PROVIDED PASSAGE -
——————————
Skip to content

OHIP 'security' concerns mom - Daryl Shandro

A few months ago I renewed my child's OHIP card. At that time I expressed my concerns regarding the prohibitive and costly identification requirements for health-care eligibility.

A few months ago I renewed my child's OHIP card. At that time I expressed my concerns regarding the prohibitive and costly identification requirements for health-care eligibility. The ministry staff required I show three pieces of my personal identification, plus my health-care card.

Subsequently, I wrote a series of letters to government ministries, my own provincial representative and the local ministry manager voicing my concerns
about the prohibitive nature and cost of the required identification and the new system of information sharing.

Now I find my health-care status under threat. I have a red-and-white OHIP card and have received a number of notices that I must now register for a "temporary" health-care card. (The new card will have) an expiry date, a photo, and an involuntarily information gathering and sharing agreement in order to avoid any "complication with my continuing health-care coverage."

Since the Ministry of Health has very recently (February) verified my identification, they are fully aware of my eligibility for OHIP.
——————————
TO DO -
- a) In the OHIP letter, what did ministry staff require the writer to show when renewing the child's card?
- b) Reproduce the OHIP letter between "OHIP 'security' concerns" and "my health-care card.", inclusive.
- c) Summarize the OHIP letter in two sentences.
——————————
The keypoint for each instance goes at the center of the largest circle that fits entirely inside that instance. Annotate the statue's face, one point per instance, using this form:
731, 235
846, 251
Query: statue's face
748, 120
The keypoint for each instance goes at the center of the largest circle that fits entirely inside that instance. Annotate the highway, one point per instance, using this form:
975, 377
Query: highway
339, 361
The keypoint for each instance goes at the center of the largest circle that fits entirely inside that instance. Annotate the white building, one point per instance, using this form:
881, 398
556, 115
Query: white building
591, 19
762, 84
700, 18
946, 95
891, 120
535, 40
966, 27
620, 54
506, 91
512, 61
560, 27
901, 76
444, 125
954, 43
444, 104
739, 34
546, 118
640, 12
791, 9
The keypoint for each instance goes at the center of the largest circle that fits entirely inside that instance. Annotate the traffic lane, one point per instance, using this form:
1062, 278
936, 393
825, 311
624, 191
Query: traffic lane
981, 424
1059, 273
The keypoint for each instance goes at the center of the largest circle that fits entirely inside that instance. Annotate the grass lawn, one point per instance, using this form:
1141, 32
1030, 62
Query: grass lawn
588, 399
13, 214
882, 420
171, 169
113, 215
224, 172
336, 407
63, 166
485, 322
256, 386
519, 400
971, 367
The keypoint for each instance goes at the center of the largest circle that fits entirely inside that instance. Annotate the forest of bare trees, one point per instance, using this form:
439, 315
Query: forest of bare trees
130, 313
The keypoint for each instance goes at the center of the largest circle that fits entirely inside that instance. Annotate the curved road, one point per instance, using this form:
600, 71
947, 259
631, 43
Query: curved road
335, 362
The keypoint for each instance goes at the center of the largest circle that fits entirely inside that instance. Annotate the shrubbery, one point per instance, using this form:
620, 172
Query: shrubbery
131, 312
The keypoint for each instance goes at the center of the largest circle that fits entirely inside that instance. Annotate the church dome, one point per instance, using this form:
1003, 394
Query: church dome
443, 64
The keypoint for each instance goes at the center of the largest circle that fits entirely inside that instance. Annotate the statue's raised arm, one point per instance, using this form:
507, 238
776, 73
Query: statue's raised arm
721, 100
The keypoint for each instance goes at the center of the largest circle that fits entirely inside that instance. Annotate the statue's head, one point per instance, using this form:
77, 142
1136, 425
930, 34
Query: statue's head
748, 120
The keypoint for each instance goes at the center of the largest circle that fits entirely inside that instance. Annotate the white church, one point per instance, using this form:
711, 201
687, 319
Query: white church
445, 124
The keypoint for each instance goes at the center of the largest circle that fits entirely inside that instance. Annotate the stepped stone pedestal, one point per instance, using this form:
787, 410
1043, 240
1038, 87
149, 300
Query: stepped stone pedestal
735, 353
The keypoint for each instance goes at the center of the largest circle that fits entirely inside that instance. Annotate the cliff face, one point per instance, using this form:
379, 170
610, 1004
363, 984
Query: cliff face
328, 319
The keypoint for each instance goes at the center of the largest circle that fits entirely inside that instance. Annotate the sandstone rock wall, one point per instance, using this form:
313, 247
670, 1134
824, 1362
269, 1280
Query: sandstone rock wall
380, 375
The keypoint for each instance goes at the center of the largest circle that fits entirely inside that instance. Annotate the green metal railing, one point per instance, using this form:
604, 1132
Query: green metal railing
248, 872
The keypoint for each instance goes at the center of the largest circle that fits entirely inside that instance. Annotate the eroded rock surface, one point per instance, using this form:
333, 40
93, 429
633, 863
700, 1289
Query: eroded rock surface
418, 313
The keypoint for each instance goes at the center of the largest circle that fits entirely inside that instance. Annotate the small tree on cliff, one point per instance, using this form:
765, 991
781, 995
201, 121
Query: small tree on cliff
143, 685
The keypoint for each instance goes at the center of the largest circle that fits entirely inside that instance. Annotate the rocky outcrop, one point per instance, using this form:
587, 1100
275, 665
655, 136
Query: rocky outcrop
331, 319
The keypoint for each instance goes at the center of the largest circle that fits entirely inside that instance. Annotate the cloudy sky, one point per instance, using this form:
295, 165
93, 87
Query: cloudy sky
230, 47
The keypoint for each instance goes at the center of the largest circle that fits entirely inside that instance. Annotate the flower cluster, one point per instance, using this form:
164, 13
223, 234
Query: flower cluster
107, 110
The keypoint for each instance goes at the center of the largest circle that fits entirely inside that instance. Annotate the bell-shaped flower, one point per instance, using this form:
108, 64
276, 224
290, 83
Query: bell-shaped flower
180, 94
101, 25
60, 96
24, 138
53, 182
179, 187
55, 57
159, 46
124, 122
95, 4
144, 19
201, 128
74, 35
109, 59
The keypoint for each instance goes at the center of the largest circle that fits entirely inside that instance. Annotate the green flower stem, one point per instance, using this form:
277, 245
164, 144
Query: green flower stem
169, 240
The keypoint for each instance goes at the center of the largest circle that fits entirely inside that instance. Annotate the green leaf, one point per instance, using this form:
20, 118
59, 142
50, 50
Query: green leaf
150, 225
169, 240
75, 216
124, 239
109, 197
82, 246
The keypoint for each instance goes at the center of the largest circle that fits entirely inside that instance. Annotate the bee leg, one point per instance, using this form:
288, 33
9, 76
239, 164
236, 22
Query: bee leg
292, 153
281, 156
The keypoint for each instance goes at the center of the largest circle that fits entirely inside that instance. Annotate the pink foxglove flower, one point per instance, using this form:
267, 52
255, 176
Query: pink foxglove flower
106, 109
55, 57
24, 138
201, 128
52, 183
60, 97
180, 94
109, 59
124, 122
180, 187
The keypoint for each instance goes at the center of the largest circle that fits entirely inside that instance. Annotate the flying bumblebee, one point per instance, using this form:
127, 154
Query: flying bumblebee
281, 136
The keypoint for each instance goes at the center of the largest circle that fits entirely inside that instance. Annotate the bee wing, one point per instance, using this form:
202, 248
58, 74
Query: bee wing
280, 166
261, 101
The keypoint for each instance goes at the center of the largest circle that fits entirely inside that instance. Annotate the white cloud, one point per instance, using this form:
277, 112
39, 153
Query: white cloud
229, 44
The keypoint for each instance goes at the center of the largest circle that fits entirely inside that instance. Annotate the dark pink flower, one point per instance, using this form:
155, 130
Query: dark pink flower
——————————
RESPONSES BY ITEM NUMBER -
- a) Three pieces of personal identification, plus the health-care card.

- b)
OHIP 'security' concerns mom - Daryl Shandro

A few months ago I renewed my child's OHIP card. At that time I expressed my concerns regarding the prohibitive and costly identification requirements for health-care eligibility.

A few months ago I renewed my child's OHIP card. At that time I expressed my concerns regarding the prohibitive and costly identification requirements for health-care eligibility. The ministry staff required I show three pieces of my personal identification, plus my health-care card.

- c) After renewing a child's OHIP card and being required to show three pieces of personal identification plus a health-care card, the writer wrote to government ministries, a provincial representative and the local ministry manager about the cost of the identification and the new information-sharing system. The writer now has received notices to register for a "temporary" card with an expiry date, a photo and an information-sharing agreement, even though the Ministry of Health verified the writer's identification in February.